◆ What you are asked to do: Repeat the data exactly as it stands.

= = =

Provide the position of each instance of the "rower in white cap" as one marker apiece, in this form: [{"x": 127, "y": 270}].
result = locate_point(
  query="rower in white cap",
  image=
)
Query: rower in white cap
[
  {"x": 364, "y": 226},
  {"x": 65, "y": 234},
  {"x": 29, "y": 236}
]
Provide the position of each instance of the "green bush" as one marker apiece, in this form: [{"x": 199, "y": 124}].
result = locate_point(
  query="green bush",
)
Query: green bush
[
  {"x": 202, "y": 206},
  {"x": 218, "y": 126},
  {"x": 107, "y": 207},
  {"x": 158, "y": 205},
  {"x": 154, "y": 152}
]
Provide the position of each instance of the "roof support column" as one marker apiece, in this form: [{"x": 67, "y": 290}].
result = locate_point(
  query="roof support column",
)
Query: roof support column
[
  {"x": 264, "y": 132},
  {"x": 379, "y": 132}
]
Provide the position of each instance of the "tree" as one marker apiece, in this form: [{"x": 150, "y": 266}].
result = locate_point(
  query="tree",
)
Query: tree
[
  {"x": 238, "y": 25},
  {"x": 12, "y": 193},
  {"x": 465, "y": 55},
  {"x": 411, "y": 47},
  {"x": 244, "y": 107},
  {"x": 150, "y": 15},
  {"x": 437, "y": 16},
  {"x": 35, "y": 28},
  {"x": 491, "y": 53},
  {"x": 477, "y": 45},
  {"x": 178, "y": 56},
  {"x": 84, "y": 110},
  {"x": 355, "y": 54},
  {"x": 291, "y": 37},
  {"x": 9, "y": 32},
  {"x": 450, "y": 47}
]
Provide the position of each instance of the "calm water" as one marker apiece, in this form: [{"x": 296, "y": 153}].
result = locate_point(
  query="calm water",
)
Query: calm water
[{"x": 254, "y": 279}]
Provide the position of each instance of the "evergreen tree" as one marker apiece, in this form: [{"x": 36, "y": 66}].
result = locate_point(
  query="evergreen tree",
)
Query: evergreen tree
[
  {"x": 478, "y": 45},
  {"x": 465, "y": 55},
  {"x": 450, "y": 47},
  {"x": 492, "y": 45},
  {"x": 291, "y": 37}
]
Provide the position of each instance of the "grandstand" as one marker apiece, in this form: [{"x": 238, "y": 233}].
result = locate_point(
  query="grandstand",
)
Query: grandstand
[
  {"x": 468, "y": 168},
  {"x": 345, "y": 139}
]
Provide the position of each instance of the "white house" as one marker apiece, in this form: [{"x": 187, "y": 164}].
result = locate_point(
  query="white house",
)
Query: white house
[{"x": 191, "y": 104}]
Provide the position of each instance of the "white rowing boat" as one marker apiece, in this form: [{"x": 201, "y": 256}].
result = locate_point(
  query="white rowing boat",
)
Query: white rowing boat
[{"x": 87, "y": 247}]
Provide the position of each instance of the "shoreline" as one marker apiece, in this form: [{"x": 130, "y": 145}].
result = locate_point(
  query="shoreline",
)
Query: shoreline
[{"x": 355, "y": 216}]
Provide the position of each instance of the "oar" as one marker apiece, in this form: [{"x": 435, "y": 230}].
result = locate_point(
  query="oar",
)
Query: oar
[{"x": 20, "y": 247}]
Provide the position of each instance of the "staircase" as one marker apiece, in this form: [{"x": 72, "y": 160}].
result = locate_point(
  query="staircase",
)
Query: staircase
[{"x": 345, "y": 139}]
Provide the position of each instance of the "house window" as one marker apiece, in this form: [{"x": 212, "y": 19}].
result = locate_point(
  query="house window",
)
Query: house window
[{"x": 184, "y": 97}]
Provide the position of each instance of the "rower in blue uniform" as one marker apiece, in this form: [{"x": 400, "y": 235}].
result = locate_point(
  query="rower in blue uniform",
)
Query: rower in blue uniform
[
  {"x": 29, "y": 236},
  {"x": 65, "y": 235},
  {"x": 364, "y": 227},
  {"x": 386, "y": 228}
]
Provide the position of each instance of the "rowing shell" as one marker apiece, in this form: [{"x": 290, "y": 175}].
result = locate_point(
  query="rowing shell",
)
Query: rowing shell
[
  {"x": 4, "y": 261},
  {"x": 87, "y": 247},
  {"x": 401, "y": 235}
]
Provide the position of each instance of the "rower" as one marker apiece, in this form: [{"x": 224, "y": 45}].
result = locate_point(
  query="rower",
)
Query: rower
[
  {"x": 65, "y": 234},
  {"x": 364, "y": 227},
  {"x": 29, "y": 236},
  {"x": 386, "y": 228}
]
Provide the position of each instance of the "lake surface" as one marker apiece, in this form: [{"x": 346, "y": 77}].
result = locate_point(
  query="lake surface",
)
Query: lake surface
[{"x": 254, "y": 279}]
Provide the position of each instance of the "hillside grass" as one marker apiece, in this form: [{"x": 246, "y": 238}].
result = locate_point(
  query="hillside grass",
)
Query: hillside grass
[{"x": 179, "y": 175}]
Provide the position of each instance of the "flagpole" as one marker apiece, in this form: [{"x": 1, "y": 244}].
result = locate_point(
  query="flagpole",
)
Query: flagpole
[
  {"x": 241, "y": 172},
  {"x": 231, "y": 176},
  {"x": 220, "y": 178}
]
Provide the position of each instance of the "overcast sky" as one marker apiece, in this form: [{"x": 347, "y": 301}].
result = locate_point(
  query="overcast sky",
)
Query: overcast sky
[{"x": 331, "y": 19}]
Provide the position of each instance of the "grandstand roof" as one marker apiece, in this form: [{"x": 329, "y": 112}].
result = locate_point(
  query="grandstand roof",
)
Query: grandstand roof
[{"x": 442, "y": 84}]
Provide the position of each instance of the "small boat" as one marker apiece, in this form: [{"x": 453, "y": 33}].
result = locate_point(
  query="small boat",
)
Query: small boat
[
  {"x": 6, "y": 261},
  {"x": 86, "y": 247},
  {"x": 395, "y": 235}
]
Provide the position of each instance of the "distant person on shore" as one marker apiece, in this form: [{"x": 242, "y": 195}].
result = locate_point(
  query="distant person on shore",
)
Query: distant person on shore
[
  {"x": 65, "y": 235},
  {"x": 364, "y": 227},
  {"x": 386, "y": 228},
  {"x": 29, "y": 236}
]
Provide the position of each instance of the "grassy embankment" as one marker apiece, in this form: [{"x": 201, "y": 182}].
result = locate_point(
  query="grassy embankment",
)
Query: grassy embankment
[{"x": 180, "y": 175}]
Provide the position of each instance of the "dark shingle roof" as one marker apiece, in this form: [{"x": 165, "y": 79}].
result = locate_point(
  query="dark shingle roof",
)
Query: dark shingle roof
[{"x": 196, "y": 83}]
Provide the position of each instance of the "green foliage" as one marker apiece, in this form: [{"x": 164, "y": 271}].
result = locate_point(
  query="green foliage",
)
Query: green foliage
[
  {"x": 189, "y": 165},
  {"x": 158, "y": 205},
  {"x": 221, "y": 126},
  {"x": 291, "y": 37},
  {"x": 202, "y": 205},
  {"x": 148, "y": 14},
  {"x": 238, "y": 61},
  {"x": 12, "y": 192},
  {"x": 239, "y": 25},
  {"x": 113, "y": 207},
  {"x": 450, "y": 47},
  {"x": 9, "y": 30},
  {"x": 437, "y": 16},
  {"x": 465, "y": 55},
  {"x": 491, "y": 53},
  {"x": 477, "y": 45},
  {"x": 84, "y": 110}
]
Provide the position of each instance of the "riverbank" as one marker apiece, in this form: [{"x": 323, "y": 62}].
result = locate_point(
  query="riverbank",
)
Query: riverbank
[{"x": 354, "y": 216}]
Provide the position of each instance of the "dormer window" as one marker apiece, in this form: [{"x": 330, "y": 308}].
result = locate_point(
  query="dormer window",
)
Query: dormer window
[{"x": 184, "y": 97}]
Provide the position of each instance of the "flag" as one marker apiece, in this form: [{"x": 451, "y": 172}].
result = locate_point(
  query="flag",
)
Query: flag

= = =

◆ Reply:
Provide the position of each instance of the "rower in white cap" as one marker apiece, in this form: [{"x": 127, "y": 270}].
result = locate_point(
  query="rower in white cap",
  image=
)
Query: rower in white cap
[
  {"x": 364, "y": 226},
  {"x": 65, "y": 234},
  {"x": 29, "y": 236}
]
Provide the position of each instance of the "green bush" as one marker apiece, in this form: [{"x": 199, "y": 124}].
result = locate_point(
  query="green bush",
)
Query: green bush
[
  {"x": 202, "y": 206},
  {"x": 218, "y": 126},
  {"x": 107, "y": 207},
  {"x": 158, "y": 205},
  {"x": 154, "y": 152}
]
Provide the position of each instance of the "roof support column" as one marker apiece, in this form: [{"x": 67, "y": 290}].
result = locate_point(
  query="roof support column",
)
Query: roof support column
[
  {"x": 264, "y": 132},
  {"x": 379, "y": 132}
]
Provide the position of each instance of the "tree" as one marker apiece, in this form: [{"x": 150, "y": 266}].
result = locate_point(
  query="tree",
)
Query: tree
[
  {"x": 238, "y": 25},
  {"x": 12, "y": 193},
  {"x": 465, "y": 55},
  {"x": 411, "y": 47},
  {"x": 244, "y": 107},
  {"x": 150, "y": 15},
  {"x": 437, "y": 16},
  {"x": 35, "y": 28},
  {"x": 491, "y": 53},
  {"x": 477, "y": 45},
  {"x": 178, "y": 56},
  {"x": 84, "y": 110},
  {"x": 355, "y": 54},
  {"x": 291, "y": 37},
  {"x": 9, "y": 32},
  {"x": 450, "y": 47}
]
Provide the position of each instance of the "calm water" as one marker apiece, in this form: [{"x": 296, "y": 153}].
result = locate_point(
  query="calm water",
)
Query: calm water
[{"x": 254, "y": 279}]
Provide the position of each instance of the "evergreen tree" as one marker apiece, in this form: [{"x": 36, "y": 66}].
result = locate_point(
  query="evergreen tree",
)
Query: evergreen tree
[
  {"x": 478, "y": 45},
  {"x": 465, "y": 55},
  {"x": 450, "y": 47},
  {"x": 492, "y": 45},
  {"x": 291, "y": 37}
]
Provide the position of each instance of the "grandstand" as one marker apiece, in this form: [{"x": 238, "y": 233}].
result = locate_point(
  query="grandstand",
)
Query: grandstand
[
  {"x": 468, "y": 168},
  {"x": 345, "y": 139}
]
Provide the position of each instance of the "white house" as one marker apiece, in this form: [{"x": 187, "y": 164}].
result = locate_point(
  query="white house",
)
Query: white house
[{"x": 191, "y": 104}]
Provide the position of each instance of the "white rowing boat" as one marker apiece, in this form: [{"x": 201, "y": 256}].
result = locate_point(
  query="white rowing boat",
)
Query: white rowing boat
[{"x": 87, "y": 247}]
Provide the position of each instance of the "shoreline" as one marker apiece, in this form: [{"x": 130, "y": 145}].
result = locate_point(
  query="shoreline",
)
Query: shoreline
[{"x": 355, "y": 216}]
Provide the position of each instance of the "oar" as one marker apiece, in this form: [{"x": 435, "y": 230}].
result = locate_point(
  query="oar",
)
Query: oar
[{"x": 20, "y": 247}]
Provide the position of each instance of the "staircase" as one marker apiece, in this form: [{"x": 72, "y": 160}].
result = locate_point(
  query="staircase",
)
Query: staircase
[{"x": 345, "y": 139}]
Provide the position of each instance of the "house window" as one marker apiece, in this form: [{"x": 212, "y": 19}].
result = locate_point(
  query="house window",
)
Query: house window
[{"x": 184, "y": 97}]
Provide the position of each instance of the "rower in blue uniform" as one marker apiece, in this form: [{"x": 400, "y": 235}].
result = locate_point(
  query="rower in blue uniform",
)
Query: rower in blue uniform
[
  {"x": 29, "y": 236},
  {"x": 65, "y": 235},
  {"x": 364, "y": 227},
  {"x": 386, "y": 228}
]
Provide the position of each instance of the "rowing shell" as one marker apiece, in this form: [{"x": 290, "y": 175}].
result = locate_point(
  query="rowing shell",
)
Query: rowing shell
[
  {"x": 4, "y": 261},
  {"x": 87, "y": 247},
  {"x": 401, "y": 235}
]
Provide the position of each instance of the "rower" as one marker apiece, in this form: [{"x": 224, "y": 45}].
result = locate_point(
  query="rower",
)
Query: rower
[
  {"x": 65, "y": 234},
  {"x": 364, "y": 227},
  {"x": 29, "y": 236},
  {"x": 386, "y": 228}
]
Provide the position of each instance of the "lake surface" as one marker apiece, in this form: [{"x": 346, "y": 77}].
result = locate_point(
  query="lake surface",
)
Query: lake surface
[{"x": 254, "y": 279}]
Provide the position of each instance of the "hillside grass" as one marker apiece, in this form: [{"x": 246, "y": 238}].
result = locate_point(
  query="hillside grass",
)
Query: hillside grass
[{"x": 179, "y": 175}]
Provide the position of each instance of the "flagpole" as one marker apiece, in this form: [{"x": 1, "y": 244}].
result = locate_point(
  query="flagpole",
)
Query: flagpole
[
  {"x": 241, "y": 172},
  {"x": 231, "y": 176},
  {"x": 220, "y": 178}
]
Provide the position of each instance of the "overcast sky" as one marker apiece, in this form: [{"x": 347, "y": 301}].
result = locate_point(
  query="overcast sky",
)
Query: overcast sky
[{"x": 331, "y": 19}]
Provide the position of each instance of the "grandstand roof" as one marker apiece, in this form: [{"x": 329, "y": 112}].
result = locate_point(
  query="grandstand roof",
)
Query: grandstand roof
[{"x": 442, "y": 84}]
Provide the position of each instance of the "small boat" as one marker apiece, in this form: [{"x": 453, "y": 33}].
result = locate_point(
  query="small boat",
)
Query: small boat
[
  {"x": 6, "y": 261},
  {"x": 86, "y": 247},
  {"x": 395, "y": 235}
]
Provide the position of each instance of the "distant person on shore" as one marker apiece, in this form: [{"x": 242, "y": 195}].
result = locate_point(
  query="distant person on shore",
)
Query: distant person on shore
[
  {"x": 65, "y": 235},
  {"x": 364, "y": 227},
  {"x": 386, "y": 228},
  {"x": 29, "y": 236}
]
Provide the position of each instance of the "grassy embankment" as one marker apiece, in this form: [{"x": 201, "y": 182}].
result = locate_point(
  query="grassy embankment",
)
Query: grassy embankment
[{"x": 180, "y": 175}]
Provide the position of each instance of the "dark shingle roof" as one marker apiece, in this form: [{"x": 165, "y": 79}].
result = locate_point(
  query="dark shingle roof",
)
Query: dark shingle roof
[{"x": 196, "y": 83}]
Provide the position of each instance of the "green foliage" as one marker apiece, in this form: [{"x": 164, "y": 271}].
result = locate_point(
  query="green foliage",
)
Query: green foliage
[
  {"x": 189, "y": 165},
  {"x": 158, "y": 205},
  {"x": 221, "y": 126},
  {"x": 291, "y": 37},
  {"x": 202, "y": 205},
  {"x": 148, "y": 14},
  {"x": 238, "y": 61},
  {"x": 12, "y": 192},
  {"x": 239, "y": 25},
  {"x": 113, "y": 207},
  {"x": 450, "y": 47},
  {"x": 9, "y": 30},
  {"x": 437, "y": 16},
  {"x": 465, "y": 55},
  {"x": 491, "y": 53},
  {"x": 477, "y": 45},
  {"x": 84, "y": 110}
]
Provide the position of each instance of the "riverbank" as one marker apiece, in this form: [{"x": 323, "y": 62}].
result = locate_point(
  query="riverbank",
)
Query: riverbank
[{"x": 354, "y": 216}]
Provide the position of each instance of the "dormer window" as one marker apiece, in this form: [{"x": 330, "y": 308}].
result = locate_point(
  query="dormer window",
)
Query: dormer window
[{"x": 184, "y": 97}]
Provide the position of each instance of the "flag" as one marker apiece, in this form: [{"x": 451, "y": 172}].
result = locate_point(
  query="flag",
)
Query: flag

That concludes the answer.